--- EXCERPTED PASSAGE ---
The Elder Scrolls Online

Our Nick catalogued the many launch faults of Zenimax’s more-deserving debut in his Elder Scrolls Online review. But its biggest problem, to my mind, was the pervading sense of impermanence so at odds with Skyrim. Any mark you made on Tamriel was soon buffed out – preemptively reset for the next hero to come along.

A new year will bring far-reaching “freedom and sandbox-style elements” to the MMO, however. The long-talked-about justice system will touch down on test servers in January – and the blessed lives NPCs have been living will come to an end.

The justice system will be phased in across a couple of updates. The first will introduce Skyrim-style PvE mechanics – the ability to steal from vendors, pickpocket and murder NPCs, and have a sense of right and wrong bludgeoned into you by nearby guards.

That update will be rolled out to the PTS in January, and involve “huge updates to the very fundamentals of the game”. It sounds like proper Elder Scrolls is the model – townspeople will be considered neutral and attackable, and items previously taken for free will be marked as already-owned and need to be stolen.

Fences throughout the world will take stolen goods off your hands – but bounties will follow you around, so you’ll have to dodge the authorities to sell on your ill-gotten stuff.

PvP bounty-collecting will come at a later date, when Zenimax are convinced they’ve laid the concrete right.
---
* THE TASKS:
- a) Say whether each statement agrees with the article on The Elder Scrolls Online's justice system, answering yes or no and quoting the deciding words: (i) The justice system will first show up on test servers in January. (ii) PvP bounty-collecting will arrive with the first justice update. (iii) Fences will accept stolen goods from players.
- b) Please pick up the article on The Elder Scrolls Online's justice system after its last sentence and continue it.
--- STORED ROWS ---
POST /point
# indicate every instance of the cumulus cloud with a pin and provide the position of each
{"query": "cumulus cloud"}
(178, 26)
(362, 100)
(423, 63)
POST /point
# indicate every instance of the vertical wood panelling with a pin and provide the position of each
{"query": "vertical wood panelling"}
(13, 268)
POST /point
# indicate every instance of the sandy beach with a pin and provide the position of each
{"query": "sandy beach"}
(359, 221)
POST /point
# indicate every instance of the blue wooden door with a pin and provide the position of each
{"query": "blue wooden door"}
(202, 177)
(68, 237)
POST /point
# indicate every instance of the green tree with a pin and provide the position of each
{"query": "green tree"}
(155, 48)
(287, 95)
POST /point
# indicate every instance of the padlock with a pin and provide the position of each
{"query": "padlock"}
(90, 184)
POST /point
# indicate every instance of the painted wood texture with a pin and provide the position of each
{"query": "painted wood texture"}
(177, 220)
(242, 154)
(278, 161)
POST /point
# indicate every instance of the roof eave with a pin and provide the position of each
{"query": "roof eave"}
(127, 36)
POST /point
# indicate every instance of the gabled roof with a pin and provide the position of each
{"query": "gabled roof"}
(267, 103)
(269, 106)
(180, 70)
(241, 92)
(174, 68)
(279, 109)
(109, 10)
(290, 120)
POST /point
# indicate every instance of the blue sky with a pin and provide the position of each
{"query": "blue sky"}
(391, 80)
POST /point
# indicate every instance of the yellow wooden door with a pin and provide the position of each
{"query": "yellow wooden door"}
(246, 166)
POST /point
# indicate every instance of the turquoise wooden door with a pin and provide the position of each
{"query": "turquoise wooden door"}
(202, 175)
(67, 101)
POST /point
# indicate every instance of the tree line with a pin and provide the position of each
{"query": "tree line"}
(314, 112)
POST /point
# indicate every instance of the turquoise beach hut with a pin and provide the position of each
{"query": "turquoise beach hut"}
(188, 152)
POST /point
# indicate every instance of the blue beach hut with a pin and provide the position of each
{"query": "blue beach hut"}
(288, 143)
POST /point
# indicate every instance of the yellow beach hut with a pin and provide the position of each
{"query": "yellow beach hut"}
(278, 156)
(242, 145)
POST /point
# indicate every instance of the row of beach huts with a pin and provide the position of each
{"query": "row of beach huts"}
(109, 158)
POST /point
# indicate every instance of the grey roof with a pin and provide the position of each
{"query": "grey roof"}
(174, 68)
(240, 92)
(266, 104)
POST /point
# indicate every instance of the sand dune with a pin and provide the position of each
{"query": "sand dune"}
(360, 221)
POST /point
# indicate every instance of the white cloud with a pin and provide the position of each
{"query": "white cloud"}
---
--- STORED ROWS ---
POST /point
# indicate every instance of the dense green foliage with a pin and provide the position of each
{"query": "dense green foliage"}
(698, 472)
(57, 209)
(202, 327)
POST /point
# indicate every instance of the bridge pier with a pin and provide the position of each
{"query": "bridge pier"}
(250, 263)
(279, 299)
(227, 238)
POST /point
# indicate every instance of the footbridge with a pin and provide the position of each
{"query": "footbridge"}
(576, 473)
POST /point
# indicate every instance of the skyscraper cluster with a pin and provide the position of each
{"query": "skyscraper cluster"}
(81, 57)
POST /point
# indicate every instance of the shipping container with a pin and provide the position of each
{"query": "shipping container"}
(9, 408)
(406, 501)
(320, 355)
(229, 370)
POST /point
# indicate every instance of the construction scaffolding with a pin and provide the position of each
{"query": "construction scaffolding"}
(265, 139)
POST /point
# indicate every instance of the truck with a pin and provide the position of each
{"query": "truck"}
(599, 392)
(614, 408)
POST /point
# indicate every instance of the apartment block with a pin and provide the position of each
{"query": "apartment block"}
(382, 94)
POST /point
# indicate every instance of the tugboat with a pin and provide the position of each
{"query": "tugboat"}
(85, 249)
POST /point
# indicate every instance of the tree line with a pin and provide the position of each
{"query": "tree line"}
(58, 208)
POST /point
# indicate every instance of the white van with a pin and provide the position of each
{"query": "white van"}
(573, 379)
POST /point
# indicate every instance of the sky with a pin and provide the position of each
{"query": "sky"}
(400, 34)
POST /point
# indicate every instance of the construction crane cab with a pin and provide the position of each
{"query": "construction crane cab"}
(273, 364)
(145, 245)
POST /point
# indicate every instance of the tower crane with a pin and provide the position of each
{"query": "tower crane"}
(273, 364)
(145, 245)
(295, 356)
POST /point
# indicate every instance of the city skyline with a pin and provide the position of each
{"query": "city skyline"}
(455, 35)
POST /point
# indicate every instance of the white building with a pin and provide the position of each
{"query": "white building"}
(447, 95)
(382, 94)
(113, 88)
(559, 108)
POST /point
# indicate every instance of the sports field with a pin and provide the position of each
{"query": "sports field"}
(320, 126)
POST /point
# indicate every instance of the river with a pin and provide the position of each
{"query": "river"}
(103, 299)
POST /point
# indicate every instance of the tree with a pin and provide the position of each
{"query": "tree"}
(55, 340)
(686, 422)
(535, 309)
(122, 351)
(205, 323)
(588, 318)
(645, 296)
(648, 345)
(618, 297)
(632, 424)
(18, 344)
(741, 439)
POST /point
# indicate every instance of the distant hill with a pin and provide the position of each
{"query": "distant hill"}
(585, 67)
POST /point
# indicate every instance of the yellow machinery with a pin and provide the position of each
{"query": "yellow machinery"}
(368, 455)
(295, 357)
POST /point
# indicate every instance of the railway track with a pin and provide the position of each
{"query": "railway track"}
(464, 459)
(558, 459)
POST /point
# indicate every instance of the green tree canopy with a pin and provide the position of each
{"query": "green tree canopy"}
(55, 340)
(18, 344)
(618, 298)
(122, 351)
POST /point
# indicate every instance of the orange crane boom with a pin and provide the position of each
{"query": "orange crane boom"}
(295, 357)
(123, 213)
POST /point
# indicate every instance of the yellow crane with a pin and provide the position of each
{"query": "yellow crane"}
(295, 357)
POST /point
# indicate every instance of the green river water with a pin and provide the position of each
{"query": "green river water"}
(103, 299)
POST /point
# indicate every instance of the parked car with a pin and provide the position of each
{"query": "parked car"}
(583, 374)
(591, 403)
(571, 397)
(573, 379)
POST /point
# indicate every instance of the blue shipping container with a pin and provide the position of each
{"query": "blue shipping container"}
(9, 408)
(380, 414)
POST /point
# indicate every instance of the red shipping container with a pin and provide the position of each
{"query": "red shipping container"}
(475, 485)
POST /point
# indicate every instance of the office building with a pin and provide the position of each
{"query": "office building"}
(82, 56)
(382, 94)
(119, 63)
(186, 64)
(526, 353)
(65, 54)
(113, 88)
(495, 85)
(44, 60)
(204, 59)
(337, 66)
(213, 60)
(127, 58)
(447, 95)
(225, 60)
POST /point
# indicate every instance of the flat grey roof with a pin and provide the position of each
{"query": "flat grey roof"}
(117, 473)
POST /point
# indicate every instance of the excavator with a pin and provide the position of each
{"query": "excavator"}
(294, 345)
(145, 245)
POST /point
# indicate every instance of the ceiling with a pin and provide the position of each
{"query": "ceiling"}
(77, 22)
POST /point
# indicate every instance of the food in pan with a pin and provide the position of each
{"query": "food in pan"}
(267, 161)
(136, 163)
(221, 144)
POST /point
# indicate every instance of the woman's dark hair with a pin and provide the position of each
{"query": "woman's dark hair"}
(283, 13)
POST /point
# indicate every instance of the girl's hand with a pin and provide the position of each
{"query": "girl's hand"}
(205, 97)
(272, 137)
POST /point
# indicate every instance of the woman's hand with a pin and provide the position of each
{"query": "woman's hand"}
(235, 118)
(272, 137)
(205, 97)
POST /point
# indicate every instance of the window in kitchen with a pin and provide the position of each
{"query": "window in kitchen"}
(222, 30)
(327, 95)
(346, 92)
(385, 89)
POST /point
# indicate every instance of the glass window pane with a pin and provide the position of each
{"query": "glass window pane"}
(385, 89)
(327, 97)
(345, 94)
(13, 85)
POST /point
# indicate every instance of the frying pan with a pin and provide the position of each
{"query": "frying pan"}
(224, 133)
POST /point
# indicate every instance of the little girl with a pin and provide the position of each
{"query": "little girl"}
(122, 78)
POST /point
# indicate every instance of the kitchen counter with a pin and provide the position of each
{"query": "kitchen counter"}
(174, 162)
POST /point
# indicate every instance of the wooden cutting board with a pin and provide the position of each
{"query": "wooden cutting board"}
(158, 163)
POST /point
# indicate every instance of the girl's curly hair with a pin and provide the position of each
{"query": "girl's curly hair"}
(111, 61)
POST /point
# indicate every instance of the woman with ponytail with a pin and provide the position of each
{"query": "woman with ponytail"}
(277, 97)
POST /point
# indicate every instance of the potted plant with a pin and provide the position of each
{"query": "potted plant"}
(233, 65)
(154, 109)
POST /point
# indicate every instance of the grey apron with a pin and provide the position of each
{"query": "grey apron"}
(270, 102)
---
* ANSWERS TO THE TASKS:
- a)
(i) Yes: "The long-talked-about justice system will touch down on test servers in January"
(ii) No: "PvP bounty-collecting will come at a later date, when Zenimax are convinced they’ve laid the concrete right."
(iii) Yes: "Fences throughout the world will take stolen goods off your hands"

- b)
“As most of you know, PvP is by its very nature extremely difficult to predict,” said game director Matt Firor. “We want to have a stable system in place to build on before we add more unpredictable elements.

“It’s going to be a lot of fun, and we just need to make sure that we phase it in carefully to ensure the best experience for everyone.”

Update 6 will also incorporate the finished version of ESO’s post-level 50 Champion progression system. The Imperial City’s PvP area has been postponed in the meantime.

In the same blog post, Firor lists everything Zenimax have added and rewritten in The Elder Scrolls Online since release.

“This is the way online games like this work: the game you launch is a starting point that inevitably evolves over time,” he said. “We’ve done so much since launch, in fact, that we’ve sometimes run the risk of doing too much and disrupting your play routines or character builds with the frequent changes.”

Any of you lot pottering about Tamriel atm? How’s the place holding up?